_PROBLEM_
Repeat everything in the material exactly.

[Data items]

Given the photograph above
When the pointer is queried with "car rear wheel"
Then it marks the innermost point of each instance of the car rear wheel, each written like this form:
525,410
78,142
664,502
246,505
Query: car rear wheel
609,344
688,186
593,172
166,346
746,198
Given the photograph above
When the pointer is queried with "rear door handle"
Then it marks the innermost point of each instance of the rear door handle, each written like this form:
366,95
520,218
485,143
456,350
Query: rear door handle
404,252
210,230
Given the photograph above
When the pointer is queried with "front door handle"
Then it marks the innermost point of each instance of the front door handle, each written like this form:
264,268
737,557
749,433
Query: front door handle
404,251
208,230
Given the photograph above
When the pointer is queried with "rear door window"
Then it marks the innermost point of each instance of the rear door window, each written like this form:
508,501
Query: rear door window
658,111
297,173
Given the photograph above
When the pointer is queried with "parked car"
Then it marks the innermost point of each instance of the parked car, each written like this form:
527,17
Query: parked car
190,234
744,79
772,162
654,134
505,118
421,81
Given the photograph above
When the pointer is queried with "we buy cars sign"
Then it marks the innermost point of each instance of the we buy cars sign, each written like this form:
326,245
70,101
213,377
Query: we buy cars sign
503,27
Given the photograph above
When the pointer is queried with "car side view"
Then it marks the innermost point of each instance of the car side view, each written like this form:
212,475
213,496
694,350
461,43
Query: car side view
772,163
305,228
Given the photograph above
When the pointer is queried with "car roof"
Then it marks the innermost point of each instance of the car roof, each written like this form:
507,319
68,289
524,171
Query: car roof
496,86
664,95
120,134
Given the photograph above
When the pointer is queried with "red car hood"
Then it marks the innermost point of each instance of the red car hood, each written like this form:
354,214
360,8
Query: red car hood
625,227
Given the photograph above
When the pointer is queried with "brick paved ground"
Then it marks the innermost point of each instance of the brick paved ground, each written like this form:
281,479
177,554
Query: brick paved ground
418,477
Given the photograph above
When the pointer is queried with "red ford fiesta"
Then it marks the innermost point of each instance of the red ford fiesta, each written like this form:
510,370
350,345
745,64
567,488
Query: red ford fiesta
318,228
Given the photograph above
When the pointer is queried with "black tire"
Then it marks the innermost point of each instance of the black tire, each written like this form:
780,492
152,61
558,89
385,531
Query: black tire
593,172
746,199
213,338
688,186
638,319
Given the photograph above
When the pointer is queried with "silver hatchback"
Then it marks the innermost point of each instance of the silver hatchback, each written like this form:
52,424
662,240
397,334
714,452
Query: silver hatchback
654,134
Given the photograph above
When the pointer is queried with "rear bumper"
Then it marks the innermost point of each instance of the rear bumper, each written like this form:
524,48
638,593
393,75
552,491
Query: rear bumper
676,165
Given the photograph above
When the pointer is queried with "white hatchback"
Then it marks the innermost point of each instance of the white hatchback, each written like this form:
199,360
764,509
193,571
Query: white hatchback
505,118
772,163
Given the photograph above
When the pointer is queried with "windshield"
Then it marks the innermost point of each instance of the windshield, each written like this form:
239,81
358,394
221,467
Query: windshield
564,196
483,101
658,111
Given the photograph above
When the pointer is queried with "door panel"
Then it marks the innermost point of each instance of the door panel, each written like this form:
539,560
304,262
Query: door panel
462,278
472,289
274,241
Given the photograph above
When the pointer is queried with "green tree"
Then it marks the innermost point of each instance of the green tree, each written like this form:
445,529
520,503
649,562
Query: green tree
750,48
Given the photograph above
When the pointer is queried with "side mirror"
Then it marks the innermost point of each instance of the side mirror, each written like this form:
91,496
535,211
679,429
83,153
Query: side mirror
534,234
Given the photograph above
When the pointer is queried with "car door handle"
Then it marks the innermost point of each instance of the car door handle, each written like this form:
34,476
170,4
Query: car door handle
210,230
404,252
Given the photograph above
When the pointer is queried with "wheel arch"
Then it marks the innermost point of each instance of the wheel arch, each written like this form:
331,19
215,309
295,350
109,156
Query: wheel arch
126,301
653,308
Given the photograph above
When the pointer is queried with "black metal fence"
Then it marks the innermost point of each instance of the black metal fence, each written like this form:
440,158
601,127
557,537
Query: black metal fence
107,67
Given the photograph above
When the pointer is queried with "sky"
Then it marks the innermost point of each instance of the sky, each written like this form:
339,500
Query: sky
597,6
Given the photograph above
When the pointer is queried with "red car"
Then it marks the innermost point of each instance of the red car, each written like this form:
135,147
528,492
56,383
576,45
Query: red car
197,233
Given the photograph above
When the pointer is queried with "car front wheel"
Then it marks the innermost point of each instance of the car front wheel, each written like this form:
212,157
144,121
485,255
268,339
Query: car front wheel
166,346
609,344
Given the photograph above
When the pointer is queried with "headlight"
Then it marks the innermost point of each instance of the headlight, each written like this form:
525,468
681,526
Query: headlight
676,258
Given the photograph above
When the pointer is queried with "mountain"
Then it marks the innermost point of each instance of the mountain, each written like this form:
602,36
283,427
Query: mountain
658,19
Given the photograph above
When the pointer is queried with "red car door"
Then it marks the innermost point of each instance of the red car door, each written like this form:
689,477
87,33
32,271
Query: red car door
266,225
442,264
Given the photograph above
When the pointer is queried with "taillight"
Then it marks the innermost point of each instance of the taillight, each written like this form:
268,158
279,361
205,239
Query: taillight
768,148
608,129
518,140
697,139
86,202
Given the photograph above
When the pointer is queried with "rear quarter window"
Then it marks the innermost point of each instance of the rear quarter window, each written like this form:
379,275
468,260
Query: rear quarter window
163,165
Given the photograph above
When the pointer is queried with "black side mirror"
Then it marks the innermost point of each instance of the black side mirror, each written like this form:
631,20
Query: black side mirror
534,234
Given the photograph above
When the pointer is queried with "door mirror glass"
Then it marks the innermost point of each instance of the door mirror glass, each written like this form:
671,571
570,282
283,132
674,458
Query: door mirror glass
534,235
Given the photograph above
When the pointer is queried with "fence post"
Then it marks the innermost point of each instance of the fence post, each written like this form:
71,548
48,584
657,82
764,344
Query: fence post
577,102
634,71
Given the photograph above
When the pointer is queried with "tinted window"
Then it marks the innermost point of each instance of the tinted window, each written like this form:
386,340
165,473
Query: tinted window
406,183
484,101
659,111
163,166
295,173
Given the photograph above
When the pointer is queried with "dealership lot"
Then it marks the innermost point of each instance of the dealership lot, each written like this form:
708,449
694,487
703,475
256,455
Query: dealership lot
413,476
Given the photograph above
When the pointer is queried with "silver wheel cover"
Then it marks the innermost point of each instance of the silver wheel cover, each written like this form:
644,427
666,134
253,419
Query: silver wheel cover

_THE OUTPUT_
Given the photograph above
When the pointer is queried with "car rear wheel"
Then it marks the innermost point of each instance of the car rear wheel, each written like this form:
525,410
78,142
664,502
246,505
Query: car rear wheel
609,344
688,186
593,172
166,346
746,198
Given the photograph above
When the pointer is queried with "rear door handle"
Then it marks the innermost point of each instance of the rear door handle, each written like this form:
366,95
520,218
485,143
456,350
Query: rear door handle
404,252
210,230
Given the photograph above
When the pointer is queried with "front door handle"
Then it marks the innermost point of each instance of the front door handle, each written like this form:
264,268
737,557
749,433
Query: front door handle
404,251
208,230
Given the photograph above
When the pointer is queried with "rear door window"
Then it marks the innermost point of each instance of the rear door window, each written like this form:
508,501
Query: rear door window
658,111
297,173
Given the photograph above
When the pointer is queried with "parked car"
Then it marks the innermost point of each instance of the parked car, each written like this form:
527,17
Query: parked car
190,234
744,79
772,162
654,134
505,118
421,81
Given the photograph above
When the pointer is queried with "we buy cars sign"
Then it marks the innermost point of each instance of the we buy cars sign, each written like this form:
326,245
70,101
213,377
Query: we buy cars sign
503,27
Given the photograph above
When the pointer is queried with "car side view"
Then it marks the innermost point of each instance of the car side view, each written like this form:
212,475
213,496
694,350
461,43
Query: car side view
772,163
305,228
Given the photograph above
When the pointer is queried with "car roof"
Then it marks the innermost point of each instance of the car roof, each written like this form:
507,319
68,289
524,171
Query: car roof
496,86
664,95
120,134
Given the photograph above
When the pointer is queried with "red car hood"
Then it marks the innermost point of each instance of the red car hood, each written like this form:
354,214
360,8
Query: red car hood
625,227
Given the photograph above
When the pointer is queried with "brick paved ground"
Then it marks the innermost point of each instance of the brick paved ground, each written like this form:
281,479
177,554
Query: brick paved ground
418,477
Given the photograph above
When the pointer is queried with "red ford fiesta"
Then it marks the innermost point of each instance of the red ford fiesta, each written like this form:
510,370
350,345
745,64
567,488
Query: red ford fiesta
318,228
Given the photograph above
When the pointer is queried with "black tire"
Then it marks the innermost point of each instance of the black tire, each written like this form:
780,492
152,61
558,89
385,531
Query: black tire
593,172
746,199
213,338
688,186
638,319
Given the photograph above
When the pointer is queried with "silver hatchback"
Then it marks the innermost point of each instance of the silver hatchback, each written like this form:
52,424
662,240
397,334
714,452
Query: silver hatchback
654,134
Given the photograph above
When the pointer is queried with "rear bumper"
Then it marks the innermost point of each instance of the rear bumper, each written like this form:
524,48
638,593
393,75
552,491
Query: rear bumper
676,165
Given the photograph above
When the pointer is queried with "white hatchback"
Then it marks the innermost point of each instance of the white hatchback, each written like this form:
199,360
764,509
193,571
Query: white hatchback
505,118
772,163
Given the photograph above
When the pointer is queried with "windshield"
Then it marks the innermost point of each instance of the windshield, each written like this form:
239,81
358,394
221,467
Query: windshield
564,196
483,101
658,111
Given the photograph above
When the pointer is queried with "door panel"
Then it marks the innermost point of each instance of the door panel, each written like this form:
539,560
304,262
Query: door panel
462,278
472,289
274,241
Given the photograph above
When the pointer is queried with "green tree"
Then it marks the innermost point of each instance of the green tree, each written like this form:
445,529
520,503
649,562
Query: green tree
750,48
Given the photograph above
When the pointer is queried with "side mirror"
Then it marks the innermost point of each instance of the side mirror, each written like this form:
91,496
535,211
679,429
83,153
Query: side mirror
534,234
Given the photograph above
When the pointer is queried with "car door handle"
Then it marks the innermost point of each instance of the car door handle, each written like this form:
34,476
170,4
Query: car door handle
210,230
404,252
Given the photograph above
When the pointer is queried with "wheel arch"
Then it marks the innermost point of each instance of the wheel arch, each written like this form:
331,19
215,309
295,350
109,156
Query: wheel arch
126,301
653,308
Given the photograph above
When the pointer is queried with "black metal fence"
Then it marks the innermost point of each instance of the black metal fence, each written like this form:
440,158
601,127
557,537
Query: black metal fence
107,67
Given the photograph above
When the pointer is queried with "sky"
Then it marks the innermost point of each instance of the sky, each written like this form:
339,500
Query: sky
597,6
Given the photograph above
When the pointer is queried with "red car"
Then it marks the innermost point of each instance of the red car, each written like this form:
135,147
528,492
56,383
576,45
Query: red car
197,233
Given the photograph above
When the pointer is queried with "car front wheel"
Then it marks the innermost point of each instance of the car front wheel, each written like this form:
212,157
144,121
485,255
268,339
Query: car front wheel
166,346
609,344
Given the photograph above
When the pointer is queried with "headlight"
Then it marks the innermost point of each instance of the headlight, each written like this form:
525,468
681,526
Query: headlight
676,258
Given the photograph above
When the pointer is queried with "mountain"
Then it marks the innermost point of each instance of the mountain, each written like this form:
602,36
283,427
Query: mountain
658,19
Given the photograph above
When the pointer is queried with "red car door"
Then it marks the innermost point of each instance of the red car door, each written like this form:
689,477
87,33
32,271
Query: red car door
266,225
442,264
Given the photograph above
When the pointer is queried with "taillight"
Then it marks the innermost point of each instance of the taillight, each written like this form:
268,158
279,361
205,239
Query: taillight
768,148
608,129
518,140
697,139
86,202
Given the photograph above
When the pointer is queried with "rear quarter window"
Then it marks the innermost point of each instance of the rear quarter window, each written like this form:
379,275
468,260
Query: rear quarter window
163,165
Given the photograph above
When the pointer is queried with "black side mirror"
Then it marks the innermost point of each instance of the black side mirror, each written like this form:
631,20
Query: black side mirror
534,234
Given the photograph above
When the pointer is queried with "door mirror glass"
Then it marks the innermost point of each instance of the door mirror glass, each written like this form:
671,571
570,282
283,132
674,458
Query: door mirror glass
534,235
Given the photograph above
When the pointer is queried with "fence post"
Then it marks the innermost point of each instance of the fence post, each written like this form:
71,548
48,584
657,82
764,344
Query: fence post
577,102
634,71
Given the photograph above
When the pointer is queried with "tinted window"
Then it marks the innermost point of each instance of the tinted window, each written like this form:
386,340
165,473
Query: tinted window
406,183
484,101
659,111
163,166
295,173
Given the photograph above
When the pointer is queried with "dealership lot"
Then it marks the innermost point of each instance of the dealership lot, each written like this form:
708,449
694,487
703,475
256,455
Query: dealership lot
413,476
Given the photograph above
When the pointer is queried with "silver wheel cover"
Then it marks the innermost point of each instance of the silver wheel cover, each written like this form:
644,427
666,134
253,419
Query: silver wheel cover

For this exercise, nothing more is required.